**REQUIRED WORK**
Reproduce every entry exactly, without alteration.
━━━━━ ENTRIES SHOWN ━━━━━
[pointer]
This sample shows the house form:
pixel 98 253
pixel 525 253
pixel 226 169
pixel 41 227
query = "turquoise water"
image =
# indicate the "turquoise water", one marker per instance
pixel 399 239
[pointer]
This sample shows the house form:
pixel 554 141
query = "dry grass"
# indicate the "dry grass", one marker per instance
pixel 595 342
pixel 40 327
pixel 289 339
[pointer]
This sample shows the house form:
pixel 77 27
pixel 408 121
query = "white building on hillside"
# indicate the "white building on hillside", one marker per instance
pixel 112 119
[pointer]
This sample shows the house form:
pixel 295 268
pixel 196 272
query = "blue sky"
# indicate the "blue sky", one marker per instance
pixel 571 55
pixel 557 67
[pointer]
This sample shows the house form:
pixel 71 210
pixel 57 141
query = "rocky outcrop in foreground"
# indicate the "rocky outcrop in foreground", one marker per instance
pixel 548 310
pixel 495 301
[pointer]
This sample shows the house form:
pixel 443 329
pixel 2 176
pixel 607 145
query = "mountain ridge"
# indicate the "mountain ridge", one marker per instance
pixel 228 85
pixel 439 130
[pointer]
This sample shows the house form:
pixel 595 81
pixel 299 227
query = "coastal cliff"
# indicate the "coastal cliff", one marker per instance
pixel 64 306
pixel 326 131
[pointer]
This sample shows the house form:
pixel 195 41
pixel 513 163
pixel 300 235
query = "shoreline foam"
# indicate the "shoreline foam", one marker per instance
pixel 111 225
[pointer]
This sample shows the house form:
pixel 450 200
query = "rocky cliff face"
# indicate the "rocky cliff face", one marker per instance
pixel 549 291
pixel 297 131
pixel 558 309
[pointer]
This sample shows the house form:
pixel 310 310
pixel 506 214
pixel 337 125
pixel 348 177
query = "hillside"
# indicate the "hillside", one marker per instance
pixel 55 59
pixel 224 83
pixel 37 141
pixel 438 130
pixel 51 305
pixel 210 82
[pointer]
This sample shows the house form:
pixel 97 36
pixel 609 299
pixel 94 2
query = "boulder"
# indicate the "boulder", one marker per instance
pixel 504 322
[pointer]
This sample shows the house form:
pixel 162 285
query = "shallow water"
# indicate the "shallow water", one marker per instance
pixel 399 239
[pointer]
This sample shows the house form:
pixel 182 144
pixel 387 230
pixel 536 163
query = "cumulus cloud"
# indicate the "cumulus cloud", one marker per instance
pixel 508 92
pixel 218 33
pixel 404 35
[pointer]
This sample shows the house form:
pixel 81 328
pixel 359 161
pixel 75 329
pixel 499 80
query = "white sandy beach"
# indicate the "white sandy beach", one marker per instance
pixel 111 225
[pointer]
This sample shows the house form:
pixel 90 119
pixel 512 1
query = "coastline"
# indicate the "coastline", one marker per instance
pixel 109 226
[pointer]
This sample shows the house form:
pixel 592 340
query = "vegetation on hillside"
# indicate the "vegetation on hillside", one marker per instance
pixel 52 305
━━━━━
**RESULT**
[pointer]
This sample shows the house form:
pixel 98 253
pixel 525 253
pixel 226 169
pixel 41 227
query = "turquoise water"
image =
# indicate the "turquoise water", one marker per instance
pixel 399 239
[pointer]
This sample shows the house form:
pixel 554 141
query = "dry grass"
# indicate the "dry grass", one marker per instance
pixel 595 342
pixel 40 327
pixel 289 339
[pointer]
This sample shows the house form:
pixel 77 27
pixel 408 121
query = "white building on hillside"
# indicate the "white building on hillside", one marker per instance
pixel 112 119
[pointer]
This sample shows the house form:
pixel 295 268
pixel 196 272
query = "blue sky"
# indicate the "blue sky", one marker per instance
pixel 571 55
pixel 557 67
[pointer]
This sample shows the house form:
pixel 71 210
pixel 57 141
query = "rocky outcrop in foreground"
# indicate the "rocky outcrop in foreground", one marker per instance
pixel 548 310
pixel 495 301
[pointer]
This sample shows the house form:
pixel 443 329
pixel 2 176
pixel 607 145
query = "mountain ridge"
# indicate the "mountain ridge", one marker per instance
pixel 228 85
pixel 439 130
[pointer]
This sample shows the house form:
pixel 595 81
pixel 299 227
query = "coastal cliff"
# indicate the "coastal cliff", one marker per instance
pixel 64 306
pixel 326 131
[pointer]
This sample shows the house form:
pixel 195 41
pixel 513 163
pixel 300 235
query = "shoreline foam"
# indicate the "shoreline foam", one marker per instance
pixel 111 225
[pointer]
This sample shows the house form:
pixel 450 200
query = "rocky cliff face"
# indicate the "rocky cliff face", one marker per instance
pixel 549 291
pixel 297 131
pixel 558 309
[pointer]
This sample shows the house form:
pixel 310 310
pixel 506 214
pixel 337 125
pixel 348 177
query = "hillside"
# indicate the "hillside", one marker per instance
pixel 55 59
pixel 224 83
pixel 37 141
pixel 438 130
pixel 51 305
pixel 210 82
[pointer]
This sample shows the house form:
pixel 97 36
pixel 609 299
pixel 94 2
query = "boulder"
# indicate the "boulder", one marker per instance
pixel 504 322
[pointer]
This sample shows the house form:
pixel 162 285
query = "shallow water"
# indicate the "shallow water", one marker per instance
pixel 399 239
[pointer]
This sample shows the house form:
pixel 182 144
pixel 387 230
pixel 536 163
query = "cumulus cloud"
# indicate the "cumulus cloud", one marker per instance
pixel 508 92
pixel 218 33
pixel 404 35
[pointer]
This sample shows the house form:
pixel 81 328
pixel 359 161
pixel 75 329
pixel 499 80
query = "white sandy beach"
# indicate the "white sandy beach", one marker per instance
pixel 111 225
[pointer]
This sample shows the house form:
pixel 90 119
pixel 512 1
query = "coastline"
# indicate the "coastline", one marker per instance
pixel 109 226
[pointer]
This sample shows the house form:
pixel 592 340
query = "vegetation on hillside"
# indicate the "vegetation on hillside", one marker per instance
pixel 52 305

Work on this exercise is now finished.